Entries for labeling object positions
****************

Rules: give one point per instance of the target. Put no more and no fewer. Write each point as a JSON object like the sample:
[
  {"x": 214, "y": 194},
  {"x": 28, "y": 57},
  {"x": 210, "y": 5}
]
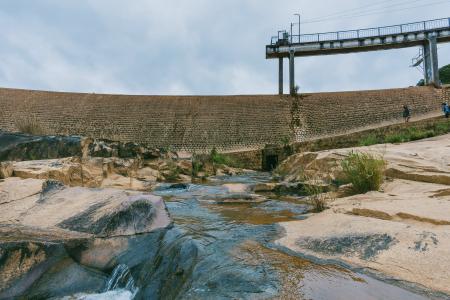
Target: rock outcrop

****************

Copy out every line of the material above verbatim, omitting the pictures.

> **Output below**:
Rules: give one point per instance of the target. Put no more and no fewer. Write each point as a JSON object like the sample:
[
  {"x": 214, "y": 194},
  {"x": 28, "y": 57},
  {"x": 210, "y": 5}
]
Target: rock outcrop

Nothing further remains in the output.